#### 出典
2018-03-11 23:32:01 | マスメディア
 1853年-54年にかけて、米国のペリー提督は軍艦を率いて来日、艦隊を江戸湾に進入させ日本に開国を認めさせた。これは軍事的圧力を使って交渉を行う「砲艦外交」の有名な一例だが、砲艦外交は現在の世界でも重要な外交の要素である。しかし、この言葉はなぜか広辞苑(第6版)には載っていない。左派の岩波書店としてはこんな言葉や言葉が示す現実を消してしまいたいのではないかと勘繰りたくなる(大辞林には載っていた)。(*1)

 米朝の首脳会談が実施されることになったが、その背景には経済制裁とともに砲艦外交が大きな力になったと思われる。外交の要諦を表す漫画に、にこやかな顔の紳士が握手の右手を差し出しながら、左手には棍棒を持っている絵が使われることがある。砲艦外交を視覚的に表せばこうなるわけである。ただ現代では砲艦より空母がふさわしい。他国に圧力をかけるのに最も適した攻撃的戦力だからである。中国が高価な空母を作ろうとしているのはこんな意味もあるからだろう。
########
== 課題 ==
出典の文章では、「砲艦外交」という言葉が載っていない辞書として何が挙げられているか。 後に続く行は、この作業とは関係しない。
#### 提供データ
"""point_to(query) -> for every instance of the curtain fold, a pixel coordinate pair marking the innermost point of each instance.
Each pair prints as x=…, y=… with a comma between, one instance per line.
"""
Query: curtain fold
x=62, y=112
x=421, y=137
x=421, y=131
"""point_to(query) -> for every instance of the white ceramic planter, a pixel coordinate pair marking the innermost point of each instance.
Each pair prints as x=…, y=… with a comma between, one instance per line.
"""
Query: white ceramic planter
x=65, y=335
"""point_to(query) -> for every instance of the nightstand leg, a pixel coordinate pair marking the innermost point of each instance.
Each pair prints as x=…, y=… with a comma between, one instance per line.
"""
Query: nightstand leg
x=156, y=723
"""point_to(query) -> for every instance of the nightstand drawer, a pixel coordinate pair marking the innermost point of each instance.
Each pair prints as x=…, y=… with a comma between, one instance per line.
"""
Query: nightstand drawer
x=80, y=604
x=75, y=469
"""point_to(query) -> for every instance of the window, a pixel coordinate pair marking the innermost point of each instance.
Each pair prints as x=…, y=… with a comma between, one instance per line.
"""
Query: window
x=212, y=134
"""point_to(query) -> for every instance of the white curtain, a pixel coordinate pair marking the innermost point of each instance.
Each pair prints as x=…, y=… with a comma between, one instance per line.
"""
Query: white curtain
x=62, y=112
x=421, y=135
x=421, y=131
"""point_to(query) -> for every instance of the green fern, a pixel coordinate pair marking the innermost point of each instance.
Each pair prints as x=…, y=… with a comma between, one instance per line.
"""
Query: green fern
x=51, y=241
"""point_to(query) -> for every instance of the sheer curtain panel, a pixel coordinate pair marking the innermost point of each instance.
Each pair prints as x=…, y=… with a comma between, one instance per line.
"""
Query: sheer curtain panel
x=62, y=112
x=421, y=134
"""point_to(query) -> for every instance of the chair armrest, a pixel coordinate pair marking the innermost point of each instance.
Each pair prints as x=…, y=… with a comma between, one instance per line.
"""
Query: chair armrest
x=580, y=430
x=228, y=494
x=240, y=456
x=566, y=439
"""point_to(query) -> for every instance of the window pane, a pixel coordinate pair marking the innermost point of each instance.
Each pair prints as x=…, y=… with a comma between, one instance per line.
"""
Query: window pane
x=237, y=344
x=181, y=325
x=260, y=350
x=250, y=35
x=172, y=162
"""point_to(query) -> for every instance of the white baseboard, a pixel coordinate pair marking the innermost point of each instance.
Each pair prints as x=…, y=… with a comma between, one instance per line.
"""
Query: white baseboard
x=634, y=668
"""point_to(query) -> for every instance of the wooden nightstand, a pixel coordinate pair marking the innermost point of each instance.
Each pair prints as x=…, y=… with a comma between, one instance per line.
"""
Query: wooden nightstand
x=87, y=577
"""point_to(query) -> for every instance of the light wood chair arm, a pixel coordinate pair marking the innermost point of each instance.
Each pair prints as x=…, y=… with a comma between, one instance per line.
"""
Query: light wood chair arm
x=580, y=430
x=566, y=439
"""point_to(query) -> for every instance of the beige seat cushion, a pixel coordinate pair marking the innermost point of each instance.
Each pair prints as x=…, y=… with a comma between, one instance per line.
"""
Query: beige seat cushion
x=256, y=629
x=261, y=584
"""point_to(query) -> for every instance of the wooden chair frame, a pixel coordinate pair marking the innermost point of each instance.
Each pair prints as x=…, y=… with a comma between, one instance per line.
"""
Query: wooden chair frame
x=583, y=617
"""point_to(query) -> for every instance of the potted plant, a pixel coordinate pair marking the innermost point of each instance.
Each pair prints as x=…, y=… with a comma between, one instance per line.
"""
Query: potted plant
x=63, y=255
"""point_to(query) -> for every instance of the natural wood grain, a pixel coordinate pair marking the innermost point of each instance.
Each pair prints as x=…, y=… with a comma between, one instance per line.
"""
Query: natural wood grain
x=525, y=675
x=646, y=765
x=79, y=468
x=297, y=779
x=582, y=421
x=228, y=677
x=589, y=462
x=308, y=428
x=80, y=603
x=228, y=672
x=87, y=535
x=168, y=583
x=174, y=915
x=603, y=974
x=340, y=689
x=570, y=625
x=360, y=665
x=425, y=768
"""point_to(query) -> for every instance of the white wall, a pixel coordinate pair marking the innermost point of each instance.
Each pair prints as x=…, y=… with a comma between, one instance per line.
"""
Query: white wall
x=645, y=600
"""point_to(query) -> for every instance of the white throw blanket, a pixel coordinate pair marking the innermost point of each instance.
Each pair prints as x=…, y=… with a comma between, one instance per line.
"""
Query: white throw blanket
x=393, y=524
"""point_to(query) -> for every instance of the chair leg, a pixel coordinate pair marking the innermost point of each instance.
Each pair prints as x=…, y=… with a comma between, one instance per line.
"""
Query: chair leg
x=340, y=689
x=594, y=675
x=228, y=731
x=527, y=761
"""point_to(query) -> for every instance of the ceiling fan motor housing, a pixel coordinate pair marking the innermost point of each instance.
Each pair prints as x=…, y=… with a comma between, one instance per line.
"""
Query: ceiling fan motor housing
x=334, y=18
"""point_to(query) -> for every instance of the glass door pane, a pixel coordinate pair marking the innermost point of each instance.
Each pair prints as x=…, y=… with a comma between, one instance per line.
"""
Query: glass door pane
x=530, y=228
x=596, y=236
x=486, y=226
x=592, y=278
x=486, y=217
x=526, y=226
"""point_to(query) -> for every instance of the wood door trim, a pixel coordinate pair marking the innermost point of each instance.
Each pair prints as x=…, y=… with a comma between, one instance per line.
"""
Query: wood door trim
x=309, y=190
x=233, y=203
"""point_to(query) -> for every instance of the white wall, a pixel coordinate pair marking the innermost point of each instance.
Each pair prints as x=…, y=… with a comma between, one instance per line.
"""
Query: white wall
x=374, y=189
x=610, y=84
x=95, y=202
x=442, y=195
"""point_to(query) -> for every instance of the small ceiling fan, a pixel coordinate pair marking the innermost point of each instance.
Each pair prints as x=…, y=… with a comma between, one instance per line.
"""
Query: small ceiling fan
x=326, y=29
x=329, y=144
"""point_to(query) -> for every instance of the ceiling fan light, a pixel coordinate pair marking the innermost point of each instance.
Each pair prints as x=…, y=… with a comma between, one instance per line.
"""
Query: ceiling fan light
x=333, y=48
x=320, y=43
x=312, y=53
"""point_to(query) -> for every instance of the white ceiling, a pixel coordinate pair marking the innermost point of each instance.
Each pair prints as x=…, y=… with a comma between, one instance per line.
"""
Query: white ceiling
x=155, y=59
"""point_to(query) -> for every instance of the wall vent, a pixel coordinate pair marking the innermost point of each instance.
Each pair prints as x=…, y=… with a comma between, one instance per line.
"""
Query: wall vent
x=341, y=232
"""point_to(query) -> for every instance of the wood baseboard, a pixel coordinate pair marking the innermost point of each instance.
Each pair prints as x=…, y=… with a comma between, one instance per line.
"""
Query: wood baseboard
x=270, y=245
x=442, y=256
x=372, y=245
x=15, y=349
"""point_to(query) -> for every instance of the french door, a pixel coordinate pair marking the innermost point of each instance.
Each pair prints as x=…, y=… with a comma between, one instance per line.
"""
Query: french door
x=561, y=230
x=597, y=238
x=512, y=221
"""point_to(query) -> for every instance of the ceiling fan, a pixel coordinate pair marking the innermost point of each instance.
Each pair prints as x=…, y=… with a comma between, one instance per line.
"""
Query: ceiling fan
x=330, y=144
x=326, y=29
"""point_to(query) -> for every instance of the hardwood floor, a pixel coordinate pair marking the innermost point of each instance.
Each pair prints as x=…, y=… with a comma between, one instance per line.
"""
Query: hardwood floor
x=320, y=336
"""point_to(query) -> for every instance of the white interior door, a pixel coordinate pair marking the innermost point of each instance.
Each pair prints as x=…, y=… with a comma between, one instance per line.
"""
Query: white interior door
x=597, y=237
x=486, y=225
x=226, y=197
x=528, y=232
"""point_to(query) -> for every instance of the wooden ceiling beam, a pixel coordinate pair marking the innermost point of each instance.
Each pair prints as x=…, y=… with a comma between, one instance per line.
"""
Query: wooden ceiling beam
########
== 回答 ==
広辞苑(第6版)である。